[Free-text object descriptions]
☆ ☆ ☆ ☆ ☆ ☆ ☆

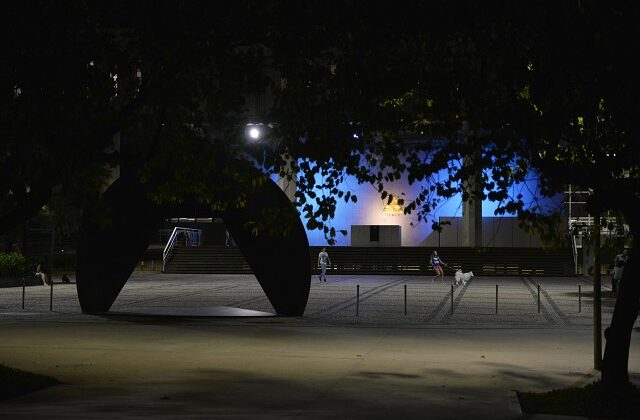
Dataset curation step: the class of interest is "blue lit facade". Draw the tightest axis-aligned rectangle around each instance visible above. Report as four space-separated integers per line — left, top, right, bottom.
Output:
295 166 564 247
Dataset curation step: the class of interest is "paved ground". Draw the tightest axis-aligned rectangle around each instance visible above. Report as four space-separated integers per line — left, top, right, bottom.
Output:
0 273 638 419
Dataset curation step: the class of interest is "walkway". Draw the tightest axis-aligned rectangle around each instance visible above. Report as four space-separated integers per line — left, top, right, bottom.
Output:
0 273 638 419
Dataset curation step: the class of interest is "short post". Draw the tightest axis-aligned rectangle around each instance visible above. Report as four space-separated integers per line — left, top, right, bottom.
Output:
450 284 454 314
152 260 155 271
49 279 53 312
495 284 499 314
537 284 541 313
579 284 582 313
404 284 407 316
22 276 26 309
356 284 360 317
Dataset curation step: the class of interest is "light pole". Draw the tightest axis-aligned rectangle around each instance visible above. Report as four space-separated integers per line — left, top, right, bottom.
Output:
245 123 273 143
248 126 261 140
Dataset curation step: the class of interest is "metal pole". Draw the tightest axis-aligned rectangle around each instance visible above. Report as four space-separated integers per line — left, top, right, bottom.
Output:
356 285 360 317
495 284 499 314
450 284 454 314
579 284 582 313
49 227 55 277
593 214 602 370
404 284 407 316
49 278 53 312
537 284 541 313
22 276 25 309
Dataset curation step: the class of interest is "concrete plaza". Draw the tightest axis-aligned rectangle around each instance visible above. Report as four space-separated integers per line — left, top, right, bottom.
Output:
0 273 638 419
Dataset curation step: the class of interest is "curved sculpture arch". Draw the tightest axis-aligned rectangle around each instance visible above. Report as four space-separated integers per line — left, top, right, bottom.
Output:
76 171 310 316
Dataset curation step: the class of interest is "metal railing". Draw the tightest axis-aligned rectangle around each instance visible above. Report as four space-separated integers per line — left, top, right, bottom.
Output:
163 227 202 271
571 235 579 275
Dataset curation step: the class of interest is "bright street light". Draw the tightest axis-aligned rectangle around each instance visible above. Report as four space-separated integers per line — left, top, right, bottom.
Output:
249 127 261 140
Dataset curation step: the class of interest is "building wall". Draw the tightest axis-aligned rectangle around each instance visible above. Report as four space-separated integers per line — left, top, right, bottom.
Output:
420 217 544 248
300 167 563 247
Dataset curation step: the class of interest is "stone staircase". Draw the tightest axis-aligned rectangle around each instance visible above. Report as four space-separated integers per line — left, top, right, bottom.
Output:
163 246 252 274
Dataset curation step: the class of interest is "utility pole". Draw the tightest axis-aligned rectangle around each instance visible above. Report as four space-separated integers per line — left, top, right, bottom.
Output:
593 214 602 370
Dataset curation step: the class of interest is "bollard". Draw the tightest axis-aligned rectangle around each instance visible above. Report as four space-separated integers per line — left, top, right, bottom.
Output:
356 284 360 317
495 284 499 314
579 284 582 313
451 284 454 314
22 276 26 309
404 284 407 316
49 279 53 312
537 284 541 313
152 260 155 271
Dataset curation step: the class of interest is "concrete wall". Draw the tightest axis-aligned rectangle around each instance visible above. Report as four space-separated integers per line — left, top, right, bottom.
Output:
421 217 544 248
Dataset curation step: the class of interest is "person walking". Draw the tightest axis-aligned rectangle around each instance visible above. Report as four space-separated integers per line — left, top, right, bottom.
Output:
317 247 331 282
225 229 235 247
430 250 449 282
612 249 628 293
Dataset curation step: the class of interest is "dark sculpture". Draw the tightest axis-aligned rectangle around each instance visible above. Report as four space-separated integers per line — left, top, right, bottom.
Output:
220 177 310 316
76 177 167 313
76 171 310 316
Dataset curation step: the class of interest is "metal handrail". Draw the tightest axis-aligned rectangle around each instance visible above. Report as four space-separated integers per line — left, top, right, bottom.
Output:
163 227 202 271
571 234 579 275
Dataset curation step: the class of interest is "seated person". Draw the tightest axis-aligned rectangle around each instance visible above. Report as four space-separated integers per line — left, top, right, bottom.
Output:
36 259 50 286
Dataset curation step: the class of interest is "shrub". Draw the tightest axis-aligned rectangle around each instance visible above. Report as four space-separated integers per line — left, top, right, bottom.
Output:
0 252 30 277
518 380 640 418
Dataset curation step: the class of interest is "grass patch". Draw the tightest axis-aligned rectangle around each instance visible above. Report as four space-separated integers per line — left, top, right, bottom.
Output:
518 380 640 419
0 364 59 401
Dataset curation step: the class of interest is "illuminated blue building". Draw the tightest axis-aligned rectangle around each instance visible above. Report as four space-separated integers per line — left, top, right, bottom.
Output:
284 165 564 247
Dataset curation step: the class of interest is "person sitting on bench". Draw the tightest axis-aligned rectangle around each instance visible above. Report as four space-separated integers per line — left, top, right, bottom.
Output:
36 258 50 286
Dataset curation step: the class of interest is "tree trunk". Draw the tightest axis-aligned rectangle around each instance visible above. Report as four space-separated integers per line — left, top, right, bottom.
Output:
601 220 639 390
593 215 602 370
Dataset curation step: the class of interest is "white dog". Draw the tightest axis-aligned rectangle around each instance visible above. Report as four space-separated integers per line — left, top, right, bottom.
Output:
453 269 474 286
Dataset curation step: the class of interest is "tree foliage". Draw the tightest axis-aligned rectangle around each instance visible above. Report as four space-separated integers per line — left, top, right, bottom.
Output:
1 1 274 236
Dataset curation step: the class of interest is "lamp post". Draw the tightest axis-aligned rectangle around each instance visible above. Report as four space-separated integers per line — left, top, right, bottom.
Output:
248 126 261 140
245 123 272 143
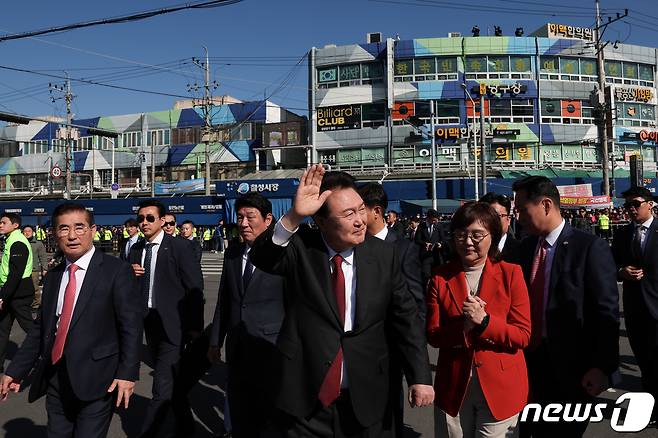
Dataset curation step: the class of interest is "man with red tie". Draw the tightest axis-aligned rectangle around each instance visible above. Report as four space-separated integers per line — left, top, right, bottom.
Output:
0 203 143 438
513 177 619 437
249 165 433 437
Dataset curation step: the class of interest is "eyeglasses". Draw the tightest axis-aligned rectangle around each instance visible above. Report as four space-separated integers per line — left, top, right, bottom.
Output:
453 231 490 244
137 214 157 223
624 200 650 210
57 225 90 236
163 221 176 227
498 213 512 219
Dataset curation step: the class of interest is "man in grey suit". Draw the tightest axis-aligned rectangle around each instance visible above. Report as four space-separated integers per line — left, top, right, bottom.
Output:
209 193 286 437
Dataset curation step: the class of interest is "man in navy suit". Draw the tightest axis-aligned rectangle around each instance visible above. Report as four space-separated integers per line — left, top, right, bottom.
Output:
612 186 658 424
1 203 143 438
513 176 619 438
209 192 286 437
481 192 522 265
130 200 204 438
358 182 425 437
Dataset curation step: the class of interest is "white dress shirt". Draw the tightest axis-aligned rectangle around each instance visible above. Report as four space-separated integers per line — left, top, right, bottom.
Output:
141 230 164 308
538 219 566 337
273 218 356 388
497 233 508 253
635 216 654 252
374 225 389 241
56 246 96 325
242 245 255 276
125 234 140 258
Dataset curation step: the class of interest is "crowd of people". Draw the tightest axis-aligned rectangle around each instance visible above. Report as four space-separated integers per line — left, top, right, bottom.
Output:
0 165 656 438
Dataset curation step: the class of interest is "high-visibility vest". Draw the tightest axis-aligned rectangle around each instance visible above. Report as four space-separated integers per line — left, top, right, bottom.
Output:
598 214 610 230
0 230 32 286
203 229 211 241
103 229 113 240
94 231 101 241
123 229 129 239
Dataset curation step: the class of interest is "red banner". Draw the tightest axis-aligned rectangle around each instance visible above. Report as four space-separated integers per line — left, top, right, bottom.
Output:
560 195 611 208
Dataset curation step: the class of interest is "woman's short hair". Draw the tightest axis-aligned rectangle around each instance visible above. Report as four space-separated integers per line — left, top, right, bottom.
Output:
450 202 503 261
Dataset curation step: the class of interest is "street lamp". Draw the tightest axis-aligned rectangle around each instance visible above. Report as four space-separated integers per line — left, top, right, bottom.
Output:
462 84 479 201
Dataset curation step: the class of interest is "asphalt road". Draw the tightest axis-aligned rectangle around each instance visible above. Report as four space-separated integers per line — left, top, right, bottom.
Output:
1 252 656 437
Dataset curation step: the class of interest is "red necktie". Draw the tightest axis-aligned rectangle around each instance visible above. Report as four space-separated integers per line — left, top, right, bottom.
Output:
318 254 345 407
528 239 547 348
51 264 80 365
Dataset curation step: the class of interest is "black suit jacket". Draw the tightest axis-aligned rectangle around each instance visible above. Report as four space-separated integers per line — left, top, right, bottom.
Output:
384 229 425 323
415 221 450 266
612 220 658 320
120 236 143 261
179 236 202 263
130 233 204 345
500 233 522 266
210 241 286 361
520 223 619 389
6 250 143 402
250 227 432 427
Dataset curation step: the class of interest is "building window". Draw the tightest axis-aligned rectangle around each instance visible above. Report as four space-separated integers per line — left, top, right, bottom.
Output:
541 99 595 124
361 103 386 128
121 131 142 148
78 136 94 151
172 127 201 145
147 129 170 146
618 103 656 127
605 61 655 87
540 56 597 82
317 62 384 89
394 57 458 82
100 137 116 150
465 55 532 80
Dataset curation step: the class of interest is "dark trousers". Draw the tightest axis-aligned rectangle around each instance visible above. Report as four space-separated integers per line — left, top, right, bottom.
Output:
520 343 590 438
228 341 279 438
140 310 182 438
624 290 658 421
278 392 392 438
46 361 114 438
0 294 34 372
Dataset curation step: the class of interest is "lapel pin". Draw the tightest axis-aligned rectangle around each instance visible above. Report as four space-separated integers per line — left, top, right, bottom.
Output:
563 241 569 246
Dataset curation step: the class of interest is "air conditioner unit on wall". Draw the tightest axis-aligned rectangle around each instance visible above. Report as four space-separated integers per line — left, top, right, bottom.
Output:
367 32 382 44
448 32 462 38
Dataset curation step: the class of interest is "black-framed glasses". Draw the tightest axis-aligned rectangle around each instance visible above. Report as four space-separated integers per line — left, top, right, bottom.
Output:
163 221 176 227
453 231 490 244
498 213 512 219
137 214 157 223
624 200 649 210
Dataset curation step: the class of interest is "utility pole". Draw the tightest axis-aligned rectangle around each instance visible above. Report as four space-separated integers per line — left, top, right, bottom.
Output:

☆ ☆ ☆ ☆ ☆ ☆ ☆

| Exercise brief |
The lines of the records that contain the string "street" should be located and copied.

| Problem solution |
Dataset curation step: the class of interest is "bright street light". Draw the tightest axis-aligned rectangle around each instance visible above. Report as four space-separated integers per line — left, top, right, bottom.
Dataset curation step: the class of interest is "street lamp". Draw the tightest axis-aligned rectangle around each instance visible above. Report as four space-separated integers per line — left, top, right, bottom.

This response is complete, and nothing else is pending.